_Set exercise_: Scale the rows below by rewriting every line, requests included, and multiplying each point coordinate given as a result by 0.25, rounded to a whole number with halves going up. Leave all other numbers unchanged, including those in the requests and their format samples.

- - - - - - -

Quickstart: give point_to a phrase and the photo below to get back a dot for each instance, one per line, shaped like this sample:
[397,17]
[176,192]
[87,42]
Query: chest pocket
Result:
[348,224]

- - - - - - -

_Correct response_:
Quickstart: give point_to a phrase and the photo below to get back a dot for each instance, one per line, shaped like this sample:
[397,17]
[176,192]
[87,42]
Query: chest pocket
Result:
[87,56]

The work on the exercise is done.